Excerpts from pointing data:
[start]

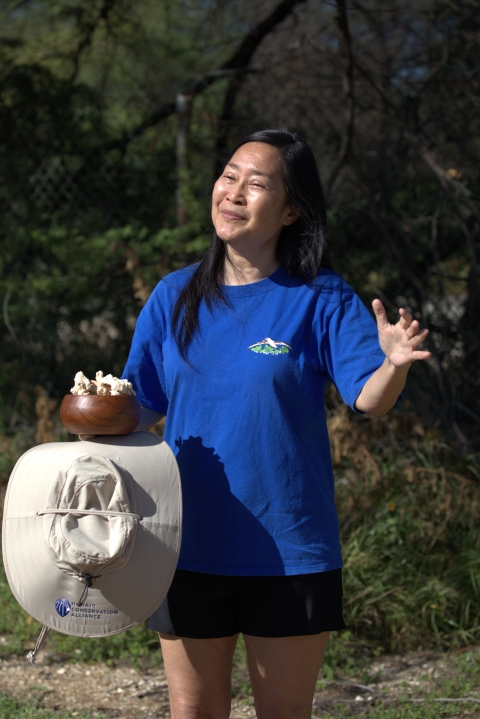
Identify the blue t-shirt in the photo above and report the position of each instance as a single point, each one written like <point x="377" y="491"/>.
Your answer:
<point x="246" y="416"/>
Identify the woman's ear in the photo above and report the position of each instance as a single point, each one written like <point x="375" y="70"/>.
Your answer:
<point x="292" y="216"/>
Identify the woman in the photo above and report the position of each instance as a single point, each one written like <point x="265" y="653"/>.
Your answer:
<point x="237" y="352"/>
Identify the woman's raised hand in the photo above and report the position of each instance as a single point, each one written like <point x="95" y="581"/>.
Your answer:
<point x="399" y="342"/>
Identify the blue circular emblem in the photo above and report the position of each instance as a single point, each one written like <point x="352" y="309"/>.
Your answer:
<point x="63" y="607"/>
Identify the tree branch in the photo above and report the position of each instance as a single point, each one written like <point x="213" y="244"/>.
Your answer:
<point x="348" y="91"/>
<point x="241" y="59"/>
<point x="235" y="67"/>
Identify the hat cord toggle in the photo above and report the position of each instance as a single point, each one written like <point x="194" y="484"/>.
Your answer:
<point x="88" y="579"/>
<point x="32" y="656"/>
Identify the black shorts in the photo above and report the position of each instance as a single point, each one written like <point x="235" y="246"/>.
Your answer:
<point x="206" y="606"/>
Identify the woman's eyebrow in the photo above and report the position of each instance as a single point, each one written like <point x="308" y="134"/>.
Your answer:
<point x="252" y="172"/>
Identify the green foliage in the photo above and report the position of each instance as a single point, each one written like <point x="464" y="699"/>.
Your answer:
<point x="409" y="511"/>
<point x="11" y="708"/>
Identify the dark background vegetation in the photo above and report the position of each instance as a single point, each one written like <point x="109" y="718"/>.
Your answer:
<point x="115" y="117"/>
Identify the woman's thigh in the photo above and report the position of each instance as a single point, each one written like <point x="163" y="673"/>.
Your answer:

[end]

**YOUR INSTRUCTIONS:**
Reproduce the whole listing with every occurrence of "in the photo above" swapped for "in the image above", changing nothing else. Omit the pictures from your answer.

**CORRECT OUTPUT:**
Identify the blue t-shirt in the image above and report the position of each instance as a single point, each one written like <point x="377" y="491"/>.
Your answer:
<point x="246" y="416"/>
Identify the woman's ear in the image above and report the position of each instance as a single point, each one written like <point x="375" y="70"/>.
Your answer:
<point x="292" y="216"/>
Identify the woman in the image above and report the position of each instance as a single point, each one written like <point x="265" y="653"/>.
Your answer:
<point x="237" y="352"/>
Identify the woman's raised hand in the image above and report the position of each instance as a single point, each one written like <point x="95" y="581"/>.
Your answer:
<point x="399" y="342"/>
Identify the blue circular emblem in the image above and report the position of each instance as a single point, each one written like <point x="352" y="309"/>.
Your answer:
<point x="63" y="607"/>
Identify the tree branch in the image above and report the position of each instance as a single point, each one written like <point x="213" y="244"/>.
Your answer:
<point x="348" y="91"/>
<point x="241" y="59"/>
<point x="235" y="67"/>
Identify the hat cord toggle in the image above and report the position of each instance as a single point, each one written like <point x="194" y="484"/>.
Your answer:
<point x="88" y="579"/>
<point x="32" y="656"/>
Identify the black shorts in the image above and report the position of each instance as a single point, each one written like <point x="235" y="246"/>.
Your answer:
<point x="206" y="606"/>
Identify the woman's eyebrow in the image above and report the position of each instance as a single point, each one written like <point x="308" y="134"/>.
Your answer:
<point x="252" y="172"/>
Identify the green foliage in the image above and report the position of each instance as a single point, each one written like <point x="464" y="699"/>.
Your answer:
<point x="409" y="511"/>
<point x="11" y="708"/>
Identify the dark background vegetation in the image above and report the position of each instance as a single point, each one written like <point x="109" y="718"/>.
Your answer:
<point x="115" y="117"/>
Identify the woman's thigh in the image above and report the position of each instance as a single point, each one written like <point x="163" y="673"/>.
Your answer:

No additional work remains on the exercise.